> Records for processing
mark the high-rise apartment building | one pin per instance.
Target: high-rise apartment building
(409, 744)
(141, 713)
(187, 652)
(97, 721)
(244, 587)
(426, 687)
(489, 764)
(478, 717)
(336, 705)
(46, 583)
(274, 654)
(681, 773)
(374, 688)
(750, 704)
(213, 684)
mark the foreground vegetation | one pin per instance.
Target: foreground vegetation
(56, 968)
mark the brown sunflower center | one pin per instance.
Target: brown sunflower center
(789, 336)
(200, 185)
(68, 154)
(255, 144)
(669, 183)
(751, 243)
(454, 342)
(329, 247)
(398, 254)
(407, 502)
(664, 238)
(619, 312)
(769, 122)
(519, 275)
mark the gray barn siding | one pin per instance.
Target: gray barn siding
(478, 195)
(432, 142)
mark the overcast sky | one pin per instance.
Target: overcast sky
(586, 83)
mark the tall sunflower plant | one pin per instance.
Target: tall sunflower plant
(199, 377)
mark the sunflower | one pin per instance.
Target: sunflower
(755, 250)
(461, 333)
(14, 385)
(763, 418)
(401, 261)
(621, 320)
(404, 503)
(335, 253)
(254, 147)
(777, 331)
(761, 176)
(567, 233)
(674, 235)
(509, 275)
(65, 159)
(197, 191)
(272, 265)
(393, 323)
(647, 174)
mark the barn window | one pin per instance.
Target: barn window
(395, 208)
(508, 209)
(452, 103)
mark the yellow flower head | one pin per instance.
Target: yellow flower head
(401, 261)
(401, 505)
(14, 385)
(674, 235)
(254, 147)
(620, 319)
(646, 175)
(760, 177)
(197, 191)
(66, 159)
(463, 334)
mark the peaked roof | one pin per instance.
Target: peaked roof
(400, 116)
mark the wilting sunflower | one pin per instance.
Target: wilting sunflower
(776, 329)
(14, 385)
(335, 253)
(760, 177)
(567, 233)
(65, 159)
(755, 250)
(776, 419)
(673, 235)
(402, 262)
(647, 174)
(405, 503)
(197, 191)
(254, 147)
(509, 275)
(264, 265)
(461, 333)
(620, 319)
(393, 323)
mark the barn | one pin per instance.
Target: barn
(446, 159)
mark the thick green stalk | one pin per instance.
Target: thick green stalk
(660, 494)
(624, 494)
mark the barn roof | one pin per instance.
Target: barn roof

> Work instructions
Output the entries above in their entirety, exactly as written.

> Result
mark the high-rise apartment building | one pin per instance.
Target: high-rise apartment building
(409, 744)
(141, 713)
(187, 652)
(97, 721)
(244, 587)
(426, 687)
(489, 764)
(478, 717)
(336, 705)
(46, 583)
(274, 654)
(681, 773)
(374, 688)
(750, 704)
(213, 684)
mark the foreground vegetation | one pin per instance.
Target: foreground vegetation
(56, 968)
mark the brown sunflower center | one pin per instance.
Target: brown sunflower center
(789, 336)
(200, 185)
(68, 154)
(255, 144)
(669, 183)
(751, 243)
(454, 342)
(329, 247)
(398, 254)
(407, 502)
(664, 238)
(619, 312)
(769, 122)
(519, 275)
mark the gray barn siding | one pin per instance.
Target: gray barn siding
(478, 195)
(432, 142)
mark the overcast sky | one pin per instance.
Target: overcast sky
(586, 83)
mark the tall sunflower plant | one pin per instance.
Target: tall sunflower plant
(199, 377)
mark the sunflower | one pin per instance.
Target: sunflower
(755, 250)
(461, 333)
(14, 385)
(763, 418)
(401, 261)
(621, 320)
(404, 503)
(335, 253)
(254, 147)
(777, 331)
(761, 176)
(567, 233)
(674, 235)
(509, 275)
(65, 159)
(197, 191)
(272, 265)
(393, 323)
(647, 174)
mark the barn window | one pin per instance.
Target: barn window
(395, 208)
(508, 209)
(452, 103)
mark the yellow flower head | one pin per instance.
Target: yellow flower head
(401, 261)
(401, 505)
(14, 385)
(674, 235)
(254, 147)
(620, 319)
(646, 175)
(760, 177)
(197, 191)
(66, 159)
(463, 334)
mark the peaked roof | one pin per instance.
Target: peaked roof
(400, 116)
mark the wilting sunflower | one pin per instance.
Target: wilting sunflower
(776, 329)
(14, 385)
(335, 253)
(760, 177)
(567, 233)
(65, 159)
(755, 250)
(776, 419)
(673, 235)
(402, 262)
(647, 174)
(405, 503)
(197, 191)
(254, 147)
(509, 275)
(264, 265)
(461, 333)
(620, 319)
(393, 323)
mark the barn | one pin per instance.
Target: barn
(446, 159)
mark the thick green stalk | one pin per instance.
Target: thick green stalk
(660, 494)
(624, 494)
mark the barn roof | one pin per instance.
Target: barn roof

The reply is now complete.